• **Exercise text**:
::::::::::
The Tzrifin attack was a suicide bombing, which occurred on 9 September 2003 in a bus stop in central Israel next to the military base Tzrifin. 9 IDF soldiers were killed in the attack and more than 15 soldiers were injured.

The attack was carried out by a terrorist sent by the Hamas from Beit Liqya. He blew himself up inside the hitchhiking station at the Jaffa Gate of Camp Tzrifin, during an evening hour when dozens of soldiers and civilians were waiting there. The steel structure of the hitchhiking station absorbed part of the explosion's force, with many metal fragments and shrapnel embedded in it, thereby preventing the further escalation of the disaster.

The reactions in the Israeli political system to the attack were intense. Members of the Knesset from "Likud" and "Shinui" demanded the elimination of the entire Hamas leadership and the expulsion of Yasser Arafat from the Palestinian Authority territories.
::::::::::
• **Provided records**:
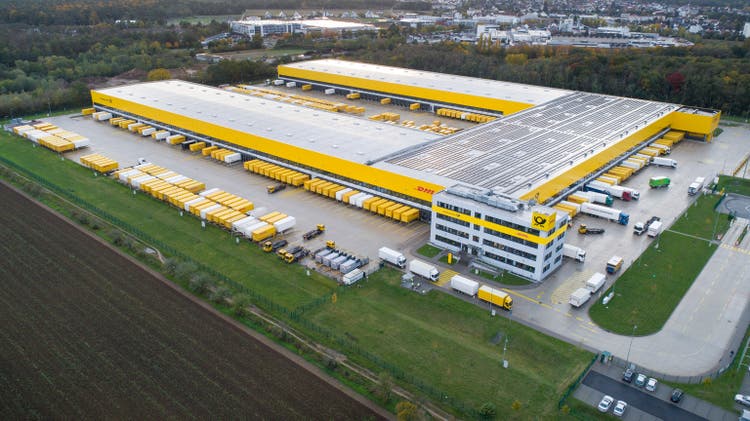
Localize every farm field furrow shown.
[0,185,378,419]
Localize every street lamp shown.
[625,325,638,364]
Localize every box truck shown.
[563,244,586,263]
[586,272,607,294]
[477,285,513,310]
[451,275,479,297]
[688,177,706,196]
[568,288,591,308]
[651,156,677,168]
[646,221,663,237]
[378,247,406,269]
[409,259,440,282]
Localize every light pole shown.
[625,325,638,365]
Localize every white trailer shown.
[336,187,352,202]
[378,247,406,268]
[568,288,591,308]
[646,221,663,237]
[273,216,297,232]
[688,177,706,196]
[563,244,586,263]
[451,275,479,297]
[586,272,607,294]
[409,259,440,282]
[581,203,630,225]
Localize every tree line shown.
[355,40,750,116]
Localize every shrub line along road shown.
[0,183,391,419]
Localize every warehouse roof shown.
[99,80,440,163]
[378,92,679,198]
[285,59,572,105]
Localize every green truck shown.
[648,177,670,189]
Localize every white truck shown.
[586,272,607,294]
[563,244,586,263]
[451,275,479,297]
[568,288,591,308]
[688,177,706,196]
[646,221,662,237]
[651,156,677,168]
[378,247,406,269]
[409,259,440,282]
[341,269,365,285]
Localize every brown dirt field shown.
[0,183,380,420]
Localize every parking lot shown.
[44,112,430,268]
[45,110,750,375]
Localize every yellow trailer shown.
[401,208,419,223]
[367,197,388,213]
[362,196,381,210]
[190,142,206,152]
[391,205,411,221]
[377,200,396,216]
[552,204,574,218]
[384,203,403,218]
[291,173,310,187]
[201,145,219,156]
[341,190,360,205]
[252,225,276,241]
[258,211,281,222]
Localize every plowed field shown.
[0,184,379,420]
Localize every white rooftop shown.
[377,92,679,198]
[285,59,573,105]
[98,80,440,164]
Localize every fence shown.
[557,354,599,409]
[0,156,479,418]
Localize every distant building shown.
[230,17,377,37]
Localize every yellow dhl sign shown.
[531,212,557,231]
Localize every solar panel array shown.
[387,92,678,197]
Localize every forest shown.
[355,40,750,118]
[0,0,750,118]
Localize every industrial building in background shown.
[92,60,720,282]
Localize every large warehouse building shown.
[92,60,719,281]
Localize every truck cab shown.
[607,256,624,274]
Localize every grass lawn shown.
[716,175,750,196]
[670,329,750,412]
[0,133,592,419]
[589,196,728,336]
[417,244,442,257]
[306,268,592,419]
[0,132,336,309]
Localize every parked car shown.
[669,389,685,403]
[736,395,750,406]
[622,368,635,383]
[612,401,628,417]
[635,374,648,387]
[599,395,616,412]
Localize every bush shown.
[189,266,212,295]
[209,286,232,304]
[232,294,252,317]
[479,402,500,420]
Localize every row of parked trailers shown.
[115,163,296,241]
[81,153,120,174]
[243,159,310,187]
[13,121,91,153]
[553,130,685,218]
[304,178,419,223]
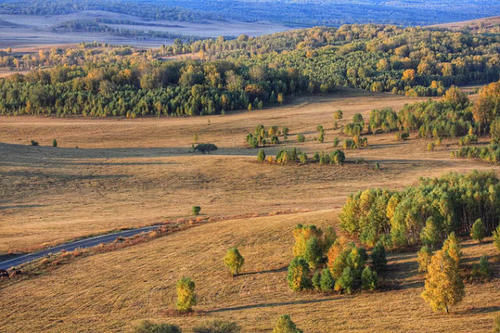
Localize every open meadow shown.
[0,90,500,253]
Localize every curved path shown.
[0,224,161,270]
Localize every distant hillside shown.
[0,0,500,26]
[431,16,500,33]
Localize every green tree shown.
[320,268,335,293]
[304,236,323,269]
[224,247,245,276]
[422,250,465,313]
[493,314,500,333]
[311,271,321,291]
[257,149,266,162]
[335,266,355,294]
[273,315,302,333]
[417,245,432,272]
[134,320,182,333]
[191,206,201,216]
[371,242,387,272]
[493,224,500,252]
[361,266,378,290]
[287,257,311,291]
[177,277,196,312]
[470,219,486,243]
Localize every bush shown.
[177,277,196,312]
[335,266,355,294]
[420,216,441,249]
[470,219,486,243]
[193,320,241,333]
[311,271,321,291]
[333,137,340,147]
[191,206,201,216]
[194,143,218,154]
[361,266,377,290]
[493,314,500,333]
[417,245,432,272]
[287,257,311,291]
[304,236,323,269]
[134,320,182,333]
[224,248,245,276]
[273,315,302,333]
[320,268,335,293]
[257,149,266,162]
[371,242,387,272]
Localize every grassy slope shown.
[0,211,500,332]
[0,91,500,252]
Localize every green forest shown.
[0,24,500,117]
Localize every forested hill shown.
[0,0,500,27]
[0,25,500,117]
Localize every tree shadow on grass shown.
[456,305,500,315]
[238,266,288,276]
[207,296,344,313]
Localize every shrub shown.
[417,245,432,272]
[177,277,196,312]
[320,268,335,293]
[304,236,323,269]
[191,206,201,216]
[311,271,321,291]
[493,314,500,333]
[224,248,245,276]
[333,110,344,120]
[298,153,307,164]
[193,320,241,333]
[273,315,302,333]
[335,266,355,294]
[194,143,218,154]
[287,257,311,291]
[493,224,500,252]
[257,149,266,162]
[361,266,377,290]
[471,256,491,280]
[371,242,387,272]
[422,250,464,313]
[134,320,182,333]
[333,137,340,147]
[470,219,486,243]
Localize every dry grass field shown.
[0,210,500,332]
[0,90,499,253]
[0,90,500,332]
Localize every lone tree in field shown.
[493,224,500,252]
[134,320,182,333]
[273,315,302,333]
[224,247,245,276]
[257,149,266,162]
[287,257,311,291]
[177,277,196,312]
[470,219,486,243]
[422,250,465,313]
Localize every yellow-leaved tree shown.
[422,250,465,313]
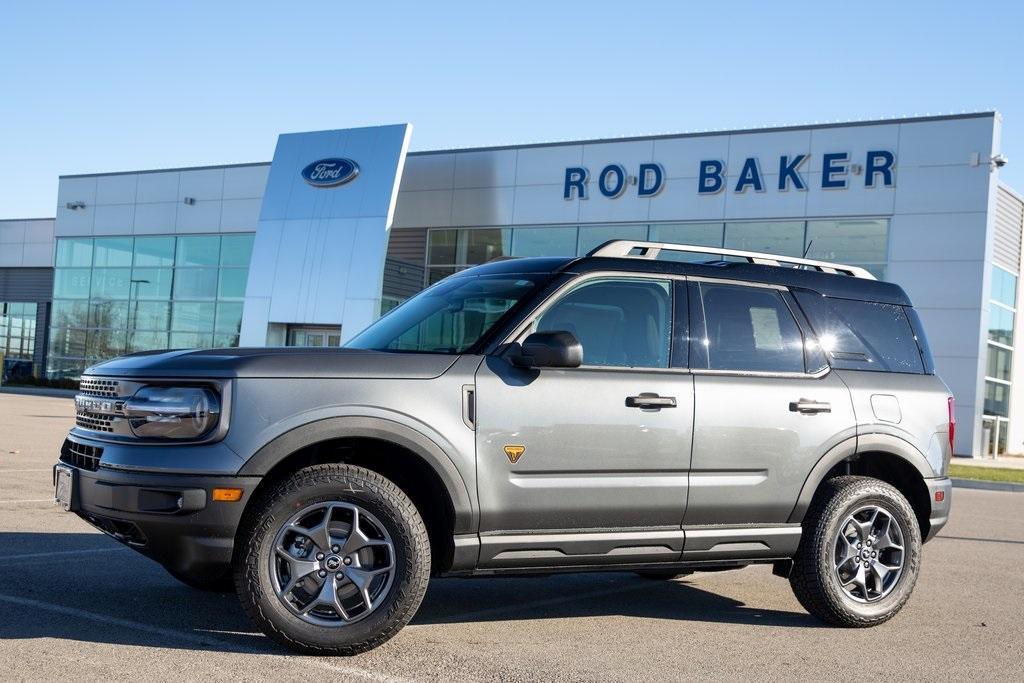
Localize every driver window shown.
[536,279,672,368]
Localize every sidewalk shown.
[949,456,1024,470]
[0,386,78,398]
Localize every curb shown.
[952,479,1024,494]
[0,387,78,398]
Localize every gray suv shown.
[54,241,954,654]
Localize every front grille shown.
[78,378,121,398]
[75,413,114,432]
[60,438,103,472]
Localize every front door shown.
[476,276,693,566]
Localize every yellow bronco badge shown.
[505,445,526,465]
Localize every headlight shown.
[124,386,220,439]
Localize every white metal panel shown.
[57,176,96,207]
[223,164,270,200]
[399,154,456,193]
[135,171,181,204]
[512,183,590,225]
[452,187,515,226]
[652,135,729,179]
[220,199,261,232]
[22,241,54,268]
[889,212,987,264]
[55,203,95,238]
[92,204,135,234]
[515,144,583,185]
[134,202,178,234]
[177,168,224,202]
[394,189,453,227]
[897,117,994,168]
[452,150,516,189]
[174,199,221,232]
[96,173,138,204]
[0,220,28,245]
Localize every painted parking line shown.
[0,546,128,564]
[0,593,404,683]
[441,582,650,622]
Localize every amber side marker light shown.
[213,488,242,503]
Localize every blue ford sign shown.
[302,158,359,187]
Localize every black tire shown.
[634,569,693,581]
[236,464,430,655]
[790,476,922,628]
[164,567,234,593]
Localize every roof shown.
[453,256,911,306]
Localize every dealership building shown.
[0,112,1024,456]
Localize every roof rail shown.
[587,240,876,280]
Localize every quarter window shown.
[700,283,804,373]
[794,291,925,375]
[537,279,672,368]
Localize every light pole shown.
[125,279,150,353]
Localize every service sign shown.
[302,158,359,187]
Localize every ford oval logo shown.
[302,159,359,187]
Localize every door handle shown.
[790,398,831,415]
[626,392,676,411]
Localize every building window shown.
[0,301,37,378]
[46,233,254,378]
[983,265,1017,456]
[424,218,884,282]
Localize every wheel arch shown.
[236,417,476,571]
[788,433,935,538]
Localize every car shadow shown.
[0,532,819,654]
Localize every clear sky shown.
[0,0,1024,218]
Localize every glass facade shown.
[46,233,253,378]
[983,265,1017,455]
[425,218,889,285]
[0,301,37,364]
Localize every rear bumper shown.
[54,462,260,577]
[925,477,953,541]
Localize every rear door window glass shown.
[794,291,925,375]
[700,283,804,373]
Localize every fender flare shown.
[788,432,935,523]
[238,416,476,533]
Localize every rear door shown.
[684,281,856,528]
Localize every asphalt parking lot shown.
[0,394,1024,681]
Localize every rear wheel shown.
[236,465,430,654]
[790,476,922,627]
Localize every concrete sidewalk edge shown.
[952,479,1024,494]
[0,386,78,398]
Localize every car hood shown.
[85,347,458,379]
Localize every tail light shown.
[946,396,956,455]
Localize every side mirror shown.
[509,332,583,368]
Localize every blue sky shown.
[0,0,1024,218]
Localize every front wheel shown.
[236,465,430,654]
[790,476,922,627]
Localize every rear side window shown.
[794,291,925,375]
[700,283,804,373]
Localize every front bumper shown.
[54,461,260,577]
[925,477,953,541]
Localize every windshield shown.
[345,274,548,353]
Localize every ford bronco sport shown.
[54,241,954,653]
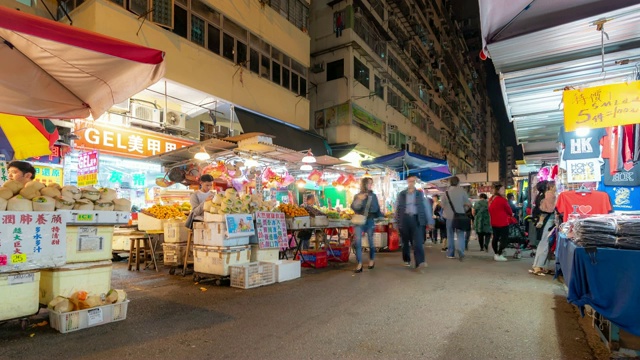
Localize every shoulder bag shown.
[446,191,471,231]
[351,196,373,226]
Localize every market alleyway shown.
[0,244,607,360]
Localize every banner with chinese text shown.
[78,150,98,187]
[74,121,195,159]
[0,211,67,273]
[33,165,64,185]
[562,81,640,132]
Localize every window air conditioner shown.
[131,103,162,128]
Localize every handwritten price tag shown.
[11,254,27,264]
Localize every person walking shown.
[489,184,513,261]
[442,176,471,261]
[395,176,434,269]
[473,194,493,251]
[351,177,383,273]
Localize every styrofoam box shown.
[49,300,129,334]
[193,222,249,247]
[0,271,40,321]
[251,244,280,262]
[66,225,113,264]
[162,243,193,265]
[164,220,189,243]
[40,260,111,305]
[138,213,167,231]
[269,260,301,282]
[193,245,251,276]
[362,233,388,248]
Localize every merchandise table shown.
[556,235,640,336]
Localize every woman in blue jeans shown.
[351,177,382,273]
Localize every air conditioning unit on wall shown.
[131,103,162,128]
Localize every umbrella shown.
[0,6,165,119]
[362,150,451,182]
[0,114,58,160]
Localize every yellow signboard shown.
[562,81,640,131]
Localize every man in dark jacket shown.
[395,176,434,269]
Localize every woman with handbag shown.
[489,184,513,261]
[351,177,383,273]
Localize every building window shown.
[327,59,344,82]
[353,57,369,89]
[373,76,384,100]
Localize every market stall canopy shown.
[0,6,165,119]
[235,107,331,156]
[362,150,451,182]
[0,114,59,160]
[479,0,640,160]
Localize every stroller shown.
[507,218,529,259]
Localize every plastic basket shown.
[49,300,129,334]
[229,261,276,289]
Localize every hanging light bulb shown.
[302,149,316,164]
[193,146,211,161]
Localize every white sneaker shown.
[493,255,507,261]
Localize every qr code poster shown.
[567,159,601,183]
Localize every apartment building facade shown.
[309,0,499,173]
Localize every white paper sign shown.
[0,211,67,273]
[87,308,103,326]
[7,273,36,285]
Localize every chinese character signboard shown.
[33,165,63,185]
[256,212,288,249]
[562,81,640,132]
[75,121,195,159]
[78,150,98,187]
[0,211,67,273]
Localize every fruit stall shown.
[0,177,131,333]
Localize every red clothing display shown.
[489,195,513,227]
[556,191,613,222]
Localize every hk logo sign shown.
[571,137,593,154]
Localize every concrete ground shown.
[0,243,609,360]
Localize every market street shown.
[0,243,602,359]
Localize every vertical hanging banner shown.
[78,150,98,187]
[0,211,67,273]
[562,81,640,132]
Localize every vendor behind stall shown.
[186,174,215,229]
[7,161,36,185]
[298,194,316,249]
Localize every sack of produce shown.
[32,196,56,211]
[0,187,15,200]
[2,180,24,195]
[81,186,100,201]
[55,196,76,210]
[113,199,131,212]
[40,186,62,199]
[93,200,115,211]
[73,199,95,211]
[60,185,82,200]
[7,195,33,211]
[100,188,118,201]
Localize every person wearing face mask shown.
[489,184,513,261]
[7,161,36,185]
[186,174,215,229]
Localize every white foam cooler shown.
[66,225,113,264]
[0,271,40,321]
[40,260,112,304]
[193,245,251,276]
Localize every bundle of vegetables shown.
[47,289,127,313]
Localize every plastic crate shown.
[296,250,329,269]
[229,261,276,289]
[49,300,129,334]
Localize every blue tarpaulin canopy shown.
[362,150,451,182]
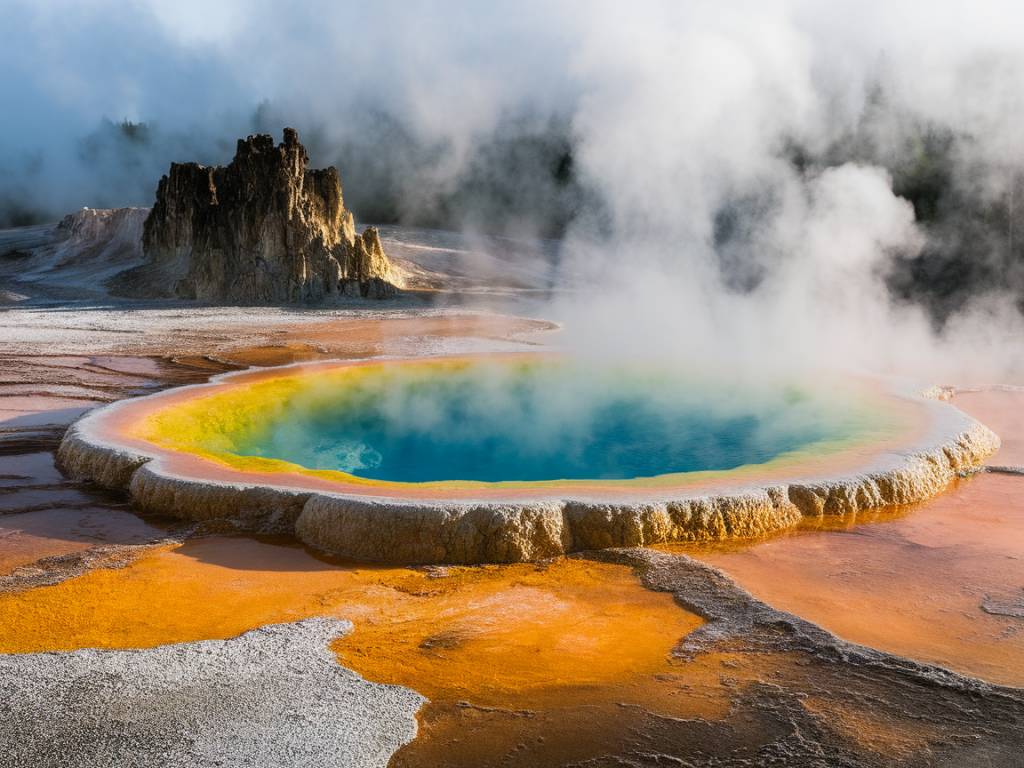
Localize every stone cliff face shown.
[142,128,400,304]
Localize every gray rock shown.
[0,618,424,768]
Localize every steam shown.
[6,0,1024,381]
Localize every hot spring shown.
[59,355,998,563]
[194,361,883,483]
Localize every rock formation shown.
[142,128,400,304]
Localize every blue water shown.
[230,364,859,482]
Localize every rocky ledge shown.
[135,128,401,304]
[57,375,999,564]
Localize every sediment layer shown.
[57,366,999,563]
[0,618,423,768]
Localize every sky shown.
[6,0,1024,376]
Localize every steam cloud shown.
[0,0,1024,380]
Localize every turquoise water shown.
[228,364,865,482]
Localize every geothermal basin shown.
[58,354,998,563]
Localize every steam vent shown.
[142,128,399,304]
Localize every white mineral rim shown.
[57,372,999,564]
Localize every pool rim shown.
[57,352,998,563]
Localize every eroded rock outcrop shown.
[142,128,400,304]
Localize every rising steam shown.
[0,0,1024,380]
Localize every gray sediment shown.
[57,378,999,564]
[0,618,424,768]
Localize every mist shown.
[6,0,1024,382]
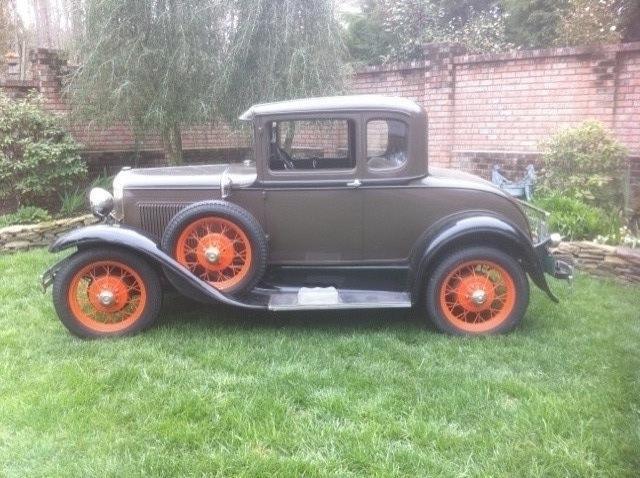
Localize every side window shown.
[367,120,408,171]
[269,119,355,170]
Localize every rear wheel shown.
[53,249,162,338]
[426,247,529,335]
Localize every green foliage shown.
[556,0,624,45]
[90,169,115,191]
[344,11,391,65]
[0,206,51,227]
[216,0,346,121]
[345,0,640,64]
[534,194,621,241]
[60,188,87,217]
[502,0,568,48]
[67,0,342,163]
[541,121,627,215]
[0,94,87,210]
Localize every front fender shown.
[411,214,558,302]
[49,225,264,309]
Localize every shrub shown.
[534,195,621,241]
[541,121,627,213]
[0,206,51,227]
[60,188,87,217]
[0,93,87,206]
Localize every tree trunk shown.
[162,123,184,166]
::::::::::
• **What to work on**:
a – In the passage on the Tzrifin attack, rewrite the section starting at "The reactions in" and ending at "Palestinian Authority territories.", swapping "intense" for "strong".
b – According to the passage on the Tzrifin attack, from where was the attacker sent by Hamas?
You can answer without the rows.

• **Answers by item**:
a –
The reactions in the Israeli political system to the attack were strong. Members of the Knesset from "Likud" and "Shinui" demanded the elimination of the entire Hamas leadership and the expulsion of Yasser Arafat from the Palestinian Authority territories.

b – Beit Liqya